[Task statement]:
Give the listing again in full, exactly as written.

=== Dataset ===

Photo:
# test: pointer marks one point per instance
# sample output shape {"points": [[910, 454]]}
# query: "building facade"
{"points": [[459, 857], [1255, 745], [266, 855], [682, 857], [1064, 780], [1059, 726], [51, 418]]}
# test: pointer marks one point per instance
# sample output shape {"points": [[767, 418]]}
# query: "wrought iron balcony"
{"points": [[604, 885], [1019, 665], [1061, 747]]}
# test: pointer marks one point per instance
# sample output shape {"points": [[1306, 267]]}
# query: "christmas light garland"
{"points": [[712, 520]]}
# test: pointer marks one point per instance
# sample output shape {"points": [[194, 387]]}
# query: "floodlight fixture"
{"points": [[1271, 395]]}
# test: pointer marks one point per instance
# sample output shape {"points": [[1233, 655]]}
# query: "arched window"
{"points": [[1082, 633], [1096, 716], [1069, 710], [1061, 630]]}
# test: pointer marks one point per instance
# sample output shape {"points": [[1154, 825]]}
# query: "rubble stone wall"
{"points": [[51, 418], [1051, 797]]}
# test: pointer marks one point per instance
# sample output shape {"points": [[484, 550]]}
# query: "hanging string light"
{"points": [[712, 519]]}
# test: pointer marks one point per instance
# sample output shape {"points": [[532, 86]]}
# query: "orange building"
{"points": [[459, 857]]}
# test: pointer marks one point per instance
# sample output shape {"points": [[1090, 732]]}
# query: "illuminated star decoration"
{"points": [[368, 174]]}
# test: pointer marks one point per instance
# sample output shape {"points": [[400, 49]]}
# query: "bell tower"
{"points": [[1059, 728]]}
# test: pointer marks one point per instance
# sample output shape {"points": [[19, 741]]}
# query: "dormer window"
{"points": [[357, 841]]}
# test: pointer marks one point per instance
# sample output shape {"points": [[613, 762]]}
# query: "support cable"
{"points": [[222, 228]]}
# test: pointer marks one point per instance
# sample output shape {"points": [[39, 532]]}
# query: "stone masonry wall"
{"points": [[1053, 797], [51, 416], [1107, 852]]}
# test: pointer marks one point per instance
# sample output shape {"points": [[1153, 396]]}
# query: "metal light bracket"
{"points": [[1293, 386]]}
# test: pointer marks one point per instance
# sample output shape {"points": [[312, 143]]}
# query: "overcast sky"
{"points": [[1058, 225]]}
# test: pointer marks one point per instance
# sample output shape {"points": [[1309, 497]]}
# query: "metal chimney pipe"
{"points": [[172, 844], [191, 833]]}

===

[Response below]:
Photo:
# test: pointer marks one point per instance
# sample output shape {"points": [[910, 454]]}
# query: "building facade"
{"points": [[459, 857], [1255, 745], [266, 855], [682, 857], [1064, 780], [1059, 726], [51, 418]]}
# test: pointer marks one point per instance
# sample output shape {"points": [[767, 418]]}
# query: "wrought iron balcony"
{"points": [[604, 885], [1019, 665], [1061, 747]]}
# test: pointer marks one point per instance
# sample output shape {"points": [[1306, 267]]}
# query: "christmas light garland"
{"points": [[712, 520]]}
# test: pointer marks one point per instance
# sample output shape {"points": [[194, 387]]}
# query: "floodlight fixture"
{"points": [[1271, 395]]}
# test: pointer marks one point per instance
# sample output shape {"points": [[1233, 655]]}
# query: "arched window"
{"points": [[1082, 633], [1096, 716], [1069, 710], [1061, 630]]}
# test: pointer marks one point per instance
# sample output shape {"points": [[1154, 825]]}
# query: "rubble stone wall"
{"points": [[51, 418], [1051, 797]]}
# test: pointer marks one point per instance
# sample output shape {"points": [[484, 550]]}
# query: "hanging string light"
{"points": [[712, 519]]}
# test: pointer marks one point per instance
# sample output shape {"points": [[532, 86]]}
# query: "orange building"
{"points": [[459, 857]]}
# test: pointer marks one point per instance
# sample output shape {"points": [[1090, 732]]}
# query: "illuminated star decoration"
{"points": [[368, 174]]}
# test: pointer marks one point per instance
# sample output shape {"points": [[400, 49]]}
# query: "bell tower"
{"points": [[1059, 728]]}
# test: pointer marks one point per instance
# sample output shape {"points": [[19, 741]]}
# query: "dormer window"
{"points": [[357, 841]]}
# test: pointer marks one point per instance
# sample output shape {"points": [[613, 762]]}
# query: "support cable"
{"points": [[222, 228]]}
# test: pointer marks one point per instance
# sample output shape {"points": [[39, 532]]}
# query: "stone masonry wall"
{"points": [[1053, 797], [51, 416], [1107, 852]]}
# test: pointer marks one point per instance
# sample output shape {"points": [[1153, 396]]}
# query: "metal light bracket"
{"points": [[1293, 386]]}
# test: pointer marks one point per instance
# sample output shape {"points": [[312, 143]]}
# query: "overcast sky"
{"points": [[1058, 225]]}
# test: pointer marks one point per instance
# sample output shape {"points": [[1309, 497]]}
# query: "metal chimney pipe"
{"points": [[172, 844], [191, 833]]}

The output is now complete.